[Referring expression data]

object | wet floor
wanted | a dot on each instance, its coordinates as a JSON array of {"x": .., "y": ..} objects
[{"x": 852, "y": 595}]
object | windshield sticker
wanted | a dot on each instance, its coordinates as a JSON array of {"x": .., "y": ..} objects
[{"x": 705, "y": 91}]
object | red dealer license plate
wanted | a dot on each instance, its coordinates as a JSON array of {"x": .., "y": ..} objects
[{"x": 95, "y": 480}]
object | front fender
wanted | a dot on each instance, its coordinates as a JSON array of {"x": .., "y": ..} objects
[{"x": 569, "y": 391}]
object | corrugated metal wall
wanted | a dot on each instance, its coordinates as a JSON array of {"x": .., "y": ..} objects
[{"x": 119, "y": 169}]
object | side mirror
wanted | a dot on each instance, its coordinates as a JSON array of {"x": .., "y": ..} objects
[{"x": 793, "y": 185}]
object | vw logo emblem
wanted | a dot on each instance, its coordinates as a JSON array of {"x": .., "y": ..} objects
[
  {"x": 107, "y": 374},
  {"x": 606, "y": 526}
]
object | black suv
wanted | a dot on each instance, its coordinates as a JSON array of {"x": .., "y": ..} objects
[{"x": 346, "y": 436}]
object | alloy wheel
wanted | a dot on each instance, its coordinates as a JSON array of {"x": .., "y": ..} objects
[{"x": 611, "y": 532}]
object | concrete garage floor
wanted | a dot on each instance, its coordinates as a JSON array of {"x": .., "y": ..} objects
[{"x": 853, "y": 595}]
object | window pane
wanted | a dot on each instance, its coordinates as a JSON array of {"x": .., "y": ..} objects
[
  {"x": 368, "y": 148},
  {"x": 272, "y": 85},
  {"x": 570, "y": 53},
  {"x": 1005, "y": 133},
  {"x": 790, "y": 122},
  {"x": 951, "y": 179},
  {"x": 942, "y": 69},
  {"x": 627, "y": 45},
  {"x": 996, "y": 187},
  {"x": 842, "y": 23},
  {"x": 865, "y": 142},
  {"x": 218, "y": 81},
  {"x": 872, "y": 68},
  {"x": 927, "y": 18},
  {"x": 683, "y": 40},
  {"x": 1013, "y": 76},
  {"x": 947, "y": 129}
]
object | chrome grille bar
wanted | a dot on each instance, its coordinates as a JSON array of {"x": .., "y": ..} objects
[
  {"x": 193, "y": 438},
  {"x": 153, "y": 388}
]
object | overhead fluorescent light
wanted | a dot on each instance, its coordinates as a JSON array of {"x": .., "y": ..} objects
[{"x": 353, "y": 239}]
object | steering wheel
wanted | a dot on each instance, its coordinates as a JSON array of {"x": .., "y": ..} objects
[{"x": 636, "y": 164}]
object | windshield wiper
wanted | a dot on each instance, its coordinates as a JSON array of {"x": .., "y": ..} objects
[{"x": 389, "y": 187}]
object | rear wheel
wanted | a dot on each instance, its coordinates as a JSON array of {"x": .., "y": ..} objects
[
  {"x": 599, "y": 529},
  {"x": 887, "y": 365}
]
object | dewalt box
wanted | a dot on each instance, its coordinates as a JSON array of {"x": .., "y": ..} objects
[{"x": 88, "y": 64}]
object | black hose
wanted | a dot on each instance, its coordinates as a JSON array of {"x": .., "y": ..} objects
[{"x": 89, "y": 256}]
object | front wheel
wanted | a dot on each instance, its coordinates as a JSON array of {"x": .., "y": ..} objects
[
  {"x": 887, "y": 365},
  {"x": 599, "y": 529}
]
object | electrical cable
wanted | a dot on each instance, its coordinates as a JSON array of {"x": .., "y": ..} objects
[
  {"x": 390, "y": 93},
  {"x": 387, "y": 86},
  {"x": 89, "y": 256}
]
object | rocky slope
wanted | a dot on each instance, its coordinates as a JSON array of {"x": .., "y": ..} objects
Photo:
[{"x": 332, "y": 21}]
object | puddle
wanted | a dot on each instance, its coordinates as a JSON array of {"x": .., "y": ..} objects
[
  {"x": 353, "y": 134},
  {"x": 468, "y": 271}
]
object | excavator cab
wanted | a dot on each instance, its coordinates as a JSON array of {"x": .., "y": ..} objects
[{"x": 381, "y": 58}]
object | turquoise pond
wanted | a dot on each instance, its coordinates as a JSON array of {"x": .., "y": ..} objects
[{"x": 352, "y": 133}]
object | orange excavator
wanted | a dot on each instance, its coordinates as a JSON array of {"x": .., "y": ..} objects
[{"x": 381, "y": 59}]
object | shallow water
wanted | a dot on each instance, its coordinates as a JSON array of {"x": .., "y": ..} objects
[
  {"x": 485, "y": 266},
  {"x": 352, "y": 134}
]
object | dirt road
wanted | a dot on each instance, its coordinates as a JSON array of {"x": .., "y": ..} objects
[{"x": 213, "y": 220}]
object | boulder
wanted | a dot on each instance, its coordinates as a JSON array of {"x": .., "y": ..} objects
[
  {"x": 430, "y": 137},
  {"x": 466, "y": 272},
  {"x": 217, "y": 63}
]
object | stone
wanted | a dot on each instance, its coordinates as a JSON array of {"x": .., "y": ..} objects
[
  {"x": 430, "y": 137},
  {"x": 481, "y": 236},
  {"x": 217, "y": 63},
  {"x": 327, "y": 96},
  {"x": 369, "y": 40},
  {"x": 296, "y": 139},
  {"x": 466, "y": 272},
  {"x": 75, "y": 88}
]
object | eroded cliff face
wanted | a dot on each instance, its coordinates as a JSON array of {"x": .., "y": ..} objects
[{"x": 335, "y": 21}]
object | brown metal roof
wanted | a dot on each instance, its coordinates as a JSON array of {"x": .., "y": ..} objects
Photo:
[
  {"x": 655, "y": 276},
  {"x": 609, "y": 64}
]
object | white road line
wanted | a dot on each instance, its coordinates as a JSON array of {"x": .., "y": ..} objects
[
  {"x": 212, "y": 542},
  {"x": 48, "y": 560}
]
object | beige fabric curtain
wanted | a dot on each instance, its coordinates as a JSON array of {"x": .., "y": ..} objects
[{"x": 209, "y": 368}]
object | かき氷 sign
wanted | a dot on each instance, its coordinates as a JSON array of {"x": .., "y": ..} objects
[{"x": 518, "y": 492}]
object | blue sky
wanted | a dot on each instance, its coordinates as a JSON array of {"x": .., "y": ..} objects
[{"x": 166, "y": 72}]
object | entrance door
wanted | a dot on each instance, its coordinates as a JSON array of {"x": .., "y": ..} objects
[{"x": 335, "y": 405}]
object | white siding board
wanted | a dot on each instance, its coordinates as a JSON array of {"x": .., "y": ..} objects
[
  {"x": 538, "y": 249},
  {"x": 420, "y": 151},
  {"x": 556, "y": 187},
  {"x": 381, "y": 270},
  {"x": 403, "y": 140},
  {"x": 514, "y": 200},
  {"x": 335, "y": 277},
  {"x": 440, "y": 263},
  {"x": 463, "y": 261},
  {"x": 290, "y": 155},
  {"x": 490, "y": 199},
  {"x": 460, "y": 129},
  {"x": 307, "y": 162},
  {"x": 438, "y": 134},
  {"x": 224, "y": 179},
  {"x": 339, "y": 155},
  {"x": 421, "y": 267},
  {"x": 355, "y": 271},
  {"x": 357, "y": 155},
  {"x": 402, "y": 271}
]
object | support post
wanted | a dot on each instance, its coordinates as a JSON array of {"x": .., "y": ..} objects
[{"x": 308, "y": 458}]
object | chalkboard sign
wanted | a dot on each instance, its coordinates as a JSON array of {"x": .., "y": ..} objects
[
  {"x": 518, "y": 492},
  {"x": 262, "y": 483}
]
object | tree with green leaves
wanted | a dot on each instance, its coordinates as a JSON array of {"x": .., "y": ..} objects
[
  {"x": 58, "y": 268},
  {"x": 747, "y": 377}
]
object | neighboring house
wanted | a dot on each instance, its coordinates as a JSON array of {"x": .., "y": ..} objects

**Work to complete:** Reproduce every line of the records containing the string "front".

**Your solution:**
object | front fender
object | front wheel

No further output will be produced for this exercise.